**PASSAGE SHOWN:**
┏━━

Julian @ Thales: August 2006

Monday, August 28, 2006

GoogleMaps

Since I will soon have my 'summer' vacation, here is a link to my first GoogleMaps app: a list of places I have been to. It's a V1 thing, hampered by my inadequate JavaScript skills, that I promise to improve.

I'm kind of surprised though that the Google Geocoder does not seem to recognize (cities in) Japan and China?? I even tried their online demo and it cannot find these two locations.

The API is here.

Of databases and connections

A few notes to self regarding SqlClient and OleDb connections:

link between program and data
opening a connection is expensive
hence connection pooling: ADO does not destroy the connection object even after you close it
the connection is kept in a pool
it is destroyed after a time out interval (60 seconds => disconnect in SQL Trace)
reusable connection: which matches the connection details(data store, user name, password)

┗━━

**OBJECTIVES:**
A: In the blog post, after what time-out interval is a pooled connection destroyed?
B: Please carry on the blog post from its last line.

**MATERIAL PROVIDED:**
┏━━

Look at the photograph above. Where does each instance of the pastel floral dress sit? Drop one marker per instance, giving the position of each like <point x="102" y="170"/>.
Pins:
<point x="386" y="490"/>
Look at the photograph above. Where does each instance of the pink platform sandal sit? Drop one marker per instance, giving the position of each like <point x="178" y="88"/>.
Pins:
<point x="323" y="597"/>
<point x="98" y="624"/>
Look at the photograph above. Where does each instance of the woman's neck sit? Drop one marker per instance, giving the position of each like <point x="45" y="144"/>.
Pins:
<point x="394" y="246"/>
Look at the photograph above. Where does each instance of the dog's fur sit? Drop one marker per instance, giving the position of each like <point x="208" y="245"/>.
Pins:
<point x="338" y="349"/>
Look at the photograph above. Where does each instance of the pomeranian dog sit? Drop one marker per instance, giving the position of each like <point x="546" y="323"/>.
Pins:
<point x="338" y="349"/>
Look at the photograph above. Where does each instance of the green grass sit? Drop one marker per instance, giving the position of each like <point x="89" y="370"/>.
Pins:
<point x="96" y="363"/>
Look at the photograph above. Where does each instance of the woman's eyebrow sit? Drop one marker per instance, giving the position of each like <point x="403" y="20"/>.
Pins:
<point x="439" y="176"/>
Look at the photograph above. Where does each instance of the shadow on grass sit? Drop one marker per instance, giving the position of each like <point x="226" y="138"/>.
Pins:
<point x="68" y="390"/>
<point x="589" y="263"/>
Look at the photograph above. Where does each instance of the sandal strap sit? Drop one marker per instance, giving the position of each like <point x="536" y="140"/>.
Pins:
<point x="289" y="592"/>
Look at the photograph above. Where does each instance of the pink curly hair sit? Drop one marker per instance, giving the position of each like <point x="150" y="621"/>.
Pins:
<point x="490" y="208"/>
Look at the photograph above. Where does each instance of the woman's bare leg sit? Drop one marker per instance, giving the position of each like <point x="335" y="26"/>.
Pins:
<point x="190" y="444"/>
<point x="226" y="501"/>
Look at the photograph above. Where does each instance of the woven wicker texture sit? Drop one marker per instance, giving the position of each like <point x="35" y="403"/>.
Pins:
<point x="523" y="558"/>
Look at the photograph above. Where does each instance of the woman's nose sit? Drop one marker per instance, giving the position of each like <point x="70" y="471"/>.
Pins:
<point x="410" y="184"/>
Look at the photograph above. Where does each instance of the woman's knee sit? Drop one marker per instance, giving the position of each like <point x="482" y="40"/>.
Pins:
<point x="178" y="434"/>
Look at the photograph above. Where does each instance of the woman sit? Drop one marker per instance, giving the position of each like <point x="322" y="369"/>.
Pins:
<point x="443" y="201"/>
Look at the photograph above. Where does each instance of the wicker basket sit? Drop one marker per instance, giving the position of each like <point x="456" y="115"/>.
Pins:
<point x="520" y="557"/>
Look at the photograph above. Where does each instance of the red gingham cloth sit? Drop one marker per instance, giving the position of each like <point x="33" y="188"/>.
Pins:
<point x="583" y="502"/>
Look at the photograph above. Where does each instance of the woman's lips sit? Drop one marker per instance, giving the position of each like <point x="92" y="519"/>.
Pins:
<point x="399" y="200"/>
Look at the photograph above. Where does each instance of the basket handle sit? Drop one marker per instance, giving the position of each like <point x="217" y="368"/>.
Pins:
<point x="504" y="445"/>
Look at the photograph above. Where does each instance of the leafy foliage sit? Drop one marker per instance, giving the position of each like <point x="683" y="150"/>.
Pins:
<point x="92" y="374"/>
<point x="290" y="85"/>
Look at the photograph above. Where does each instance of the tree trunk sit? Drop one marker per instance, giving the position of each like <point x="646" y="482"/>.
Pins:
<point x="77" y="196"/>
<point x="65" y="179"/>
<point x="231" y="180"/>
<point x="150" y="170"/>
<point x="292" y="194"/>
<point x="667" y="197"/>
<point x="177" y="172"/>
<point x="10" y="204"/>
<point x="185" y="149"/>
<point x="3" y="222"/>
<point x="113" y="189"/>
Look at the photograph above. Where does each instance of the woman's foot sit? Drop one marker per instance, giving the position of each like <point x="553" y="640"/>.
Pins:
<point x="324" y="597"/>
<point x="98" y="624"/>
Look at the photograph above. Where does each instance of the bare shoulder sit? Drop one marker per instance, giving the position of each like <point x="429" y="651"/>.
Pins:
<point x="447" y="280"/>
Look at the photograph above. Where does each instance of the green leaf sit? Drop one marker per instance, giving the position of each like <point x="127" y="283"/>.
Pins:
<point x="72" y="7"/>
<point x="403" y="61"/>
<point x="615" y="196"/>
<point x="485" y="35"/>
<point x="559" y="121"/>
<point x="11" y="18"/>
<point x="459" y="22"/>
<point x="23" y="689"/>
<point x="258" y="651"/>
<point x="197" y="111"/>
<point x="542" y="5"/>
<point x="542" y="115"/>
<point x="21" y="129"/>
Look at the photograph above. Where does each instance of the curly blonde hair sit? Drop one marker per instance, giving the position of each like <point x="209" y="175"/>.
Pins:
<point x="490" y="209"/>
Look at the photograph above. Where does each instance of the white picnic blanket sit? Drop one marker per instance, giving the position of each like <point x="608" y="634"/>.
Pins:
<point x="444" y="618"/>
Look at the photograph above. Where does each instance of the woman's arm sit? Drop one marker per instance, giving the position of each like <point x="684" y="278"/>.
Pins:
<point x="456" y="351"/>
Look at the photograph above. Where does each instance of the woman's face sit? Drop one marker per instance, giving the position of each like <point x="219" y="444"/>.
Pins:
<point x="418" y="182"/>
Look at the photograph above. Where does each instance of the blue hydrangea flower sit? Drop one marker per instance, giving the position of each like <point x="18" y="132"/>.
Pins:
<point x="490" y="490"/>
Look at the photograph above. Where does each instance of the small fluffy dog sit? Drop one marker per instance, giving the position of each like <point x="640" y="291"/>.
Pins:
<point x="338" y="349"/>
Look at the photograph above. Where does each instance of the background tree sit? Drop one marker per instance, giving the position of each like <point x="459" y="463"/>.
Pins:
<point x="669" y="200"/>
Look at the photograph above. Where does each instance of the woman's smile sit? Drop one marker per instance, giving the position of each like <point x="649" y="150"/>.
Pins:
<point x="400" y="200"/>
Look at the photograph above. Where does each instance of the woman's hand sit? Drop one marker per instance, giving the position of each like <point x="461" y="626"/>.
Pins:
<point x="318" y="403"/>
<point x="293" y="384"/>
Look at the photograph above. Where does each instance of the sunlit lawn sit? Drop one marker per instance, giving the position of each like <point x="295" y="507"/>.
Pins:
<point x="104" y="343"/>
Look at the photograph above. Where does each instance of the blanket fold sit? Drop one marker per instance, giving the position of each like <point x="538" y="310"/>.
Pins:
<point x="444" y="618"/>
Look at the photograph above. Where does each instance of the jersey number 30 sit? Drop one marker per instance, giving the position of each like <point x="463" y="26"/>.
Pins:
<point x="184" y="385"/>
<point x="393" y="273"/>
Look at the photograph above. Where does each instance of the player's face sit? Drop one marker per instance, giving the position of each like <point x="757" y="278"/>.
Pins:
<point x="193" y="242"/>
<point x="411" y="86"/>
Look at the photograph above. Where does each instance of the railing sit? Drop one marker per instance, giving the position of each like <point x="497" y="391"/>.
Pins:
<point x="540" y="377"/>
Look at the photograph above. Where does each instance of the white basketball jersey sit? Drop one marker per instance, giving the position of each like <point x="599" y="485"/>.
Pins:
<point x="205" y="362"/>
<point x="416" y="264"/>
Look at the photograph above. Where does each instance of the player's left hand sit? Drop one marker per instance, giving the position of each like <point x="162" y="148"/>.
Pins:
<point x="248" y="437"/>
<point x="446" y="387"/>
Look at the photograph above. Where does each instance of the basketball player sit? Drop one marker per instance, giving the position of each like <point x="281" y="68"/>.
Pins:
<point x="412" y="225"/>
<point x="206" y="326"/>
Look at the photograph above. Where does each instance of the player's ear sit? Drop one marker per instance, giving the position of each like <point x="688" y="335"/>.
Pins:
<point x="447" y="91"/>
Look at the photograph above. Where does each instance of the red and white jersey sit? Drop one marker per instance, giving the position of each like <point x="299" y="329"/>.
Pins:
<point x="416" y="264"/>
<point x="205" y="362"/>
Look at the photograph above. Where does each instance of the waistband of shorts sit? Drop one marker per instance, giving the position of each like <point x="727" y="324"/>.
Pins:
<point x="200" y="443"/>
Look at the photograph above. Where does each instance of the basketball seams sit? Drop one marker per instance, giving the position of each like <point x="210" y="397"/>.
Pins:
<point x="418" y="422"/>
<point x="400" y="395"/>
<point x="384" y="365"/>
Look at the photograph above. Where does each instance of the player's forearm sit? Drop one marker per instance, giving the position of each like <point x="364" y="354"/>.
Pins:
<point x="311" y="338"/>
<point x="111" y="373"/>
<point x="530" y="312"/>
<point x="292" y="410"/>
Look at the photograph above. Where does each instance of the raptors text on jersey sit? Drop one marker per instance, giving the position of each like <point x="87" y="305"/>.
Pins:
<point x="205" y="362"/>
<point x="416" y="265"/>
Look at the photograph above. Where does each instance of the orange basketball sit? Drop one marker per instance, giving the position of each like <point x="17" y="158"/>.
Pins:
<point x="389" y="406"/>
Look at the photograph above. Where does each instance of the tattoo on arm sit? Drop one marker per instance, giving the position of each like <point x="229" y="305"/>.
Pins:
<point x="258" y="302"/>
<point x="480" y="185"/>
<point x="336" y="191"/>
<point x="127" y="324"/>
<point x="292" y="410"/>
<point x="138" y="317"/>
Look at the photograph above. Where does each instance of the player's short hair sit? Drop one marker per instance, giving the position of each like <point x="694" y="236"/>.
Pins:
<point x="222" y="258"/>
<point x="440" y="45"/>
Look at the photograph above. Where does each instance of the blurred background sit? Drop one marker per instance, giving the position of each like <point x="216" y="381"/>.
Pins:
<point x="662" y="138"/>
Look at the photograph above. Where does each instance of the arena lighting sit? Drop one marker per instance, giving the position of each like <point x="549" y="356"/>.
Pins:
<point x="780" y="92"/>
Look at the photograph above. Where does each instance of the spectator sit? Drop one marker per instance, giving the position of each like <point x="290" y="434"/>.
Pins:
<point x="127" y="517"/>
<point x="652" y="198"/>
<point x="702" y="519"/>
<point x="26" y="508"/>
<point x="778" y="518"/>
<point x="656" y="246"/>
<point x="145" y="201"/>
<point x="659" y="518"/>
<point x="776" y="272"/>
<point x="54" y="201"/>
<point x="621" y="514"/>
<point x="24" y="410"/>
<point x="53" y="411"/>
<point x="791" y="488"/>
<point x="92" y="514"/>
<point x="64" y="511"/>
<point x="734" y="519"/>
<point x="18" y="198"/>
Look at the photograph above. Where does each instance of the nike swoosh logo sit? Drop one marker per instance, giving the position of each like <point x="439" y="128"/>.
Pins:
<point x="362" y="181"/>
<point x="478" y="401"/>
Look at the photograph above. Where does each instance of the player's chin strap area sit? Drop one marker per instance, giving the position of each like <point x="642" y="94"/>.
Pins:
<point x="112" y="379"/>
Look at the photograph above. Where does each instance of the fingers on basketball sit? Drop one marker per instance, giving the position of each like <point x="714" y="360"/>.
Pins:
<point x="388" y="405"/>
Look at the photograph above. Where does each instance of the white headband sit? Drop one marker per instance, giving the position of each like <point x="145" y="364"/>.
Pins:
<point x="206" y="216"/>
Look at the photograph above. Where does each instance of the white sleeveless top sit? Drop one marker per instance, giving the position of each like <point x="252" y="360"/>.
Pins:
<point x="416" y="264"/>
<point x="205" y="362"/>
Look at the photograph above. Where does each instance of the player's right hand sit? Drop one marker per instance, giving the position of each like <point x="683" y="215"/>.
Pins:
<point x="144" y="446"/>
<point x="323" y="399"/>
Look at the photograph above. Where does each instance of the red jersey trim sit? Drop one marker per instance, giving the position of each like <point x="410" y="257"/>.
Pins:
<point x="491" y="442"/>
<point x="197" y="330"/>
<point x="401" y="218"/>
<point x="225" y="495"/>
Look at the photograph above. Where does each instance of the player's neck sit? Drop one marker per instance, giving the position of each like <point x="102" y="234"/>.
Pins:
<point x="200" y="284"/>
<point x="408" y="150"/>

┗━━

**TASK-BY-TASK RESULTS:**
A: 60 seconds.

B:
to turn connection pooling off in OLE DB: append to ConnectionString 'OLE DB SERVICES = -2':
- significant differences: 6 seconds for 100 000 connections to ....?
- not using this leaves the connection in SQL logged in at the time of the initial logon even after it is closed and reopened in code
- the connection disappears from Activity Monitor when the program exits
- however, if a connection is closed and the program is still running, after a while it disappears from the Activity Monitor (after the time out)
- if the connection is not closed, it stays open in the Activity Monitor
- multiple connections are opened if a Connection.Open is issued even if they have the same authentication and data store
setting the connection to null/Nothing clears it from the pool (? does not seem to affect the Activity Monitor)
- if the connection is set to nothing without closing it, it shows in Activity Monitor
- not closing the connection causes it not to time out even when set to nothing
- it is not clear what effect has setting the connection to Nothing/Dispose-ing in OleDb
in ODBC: use the control panel (how do you turn it off???)
using the SqlClient instead of OleDb shows the application in Activity Monitor as .Net SqlClient Data Provider
using SqlClient seems to keep the connection alive even after closed for longer than OleDb (does it ever time out?)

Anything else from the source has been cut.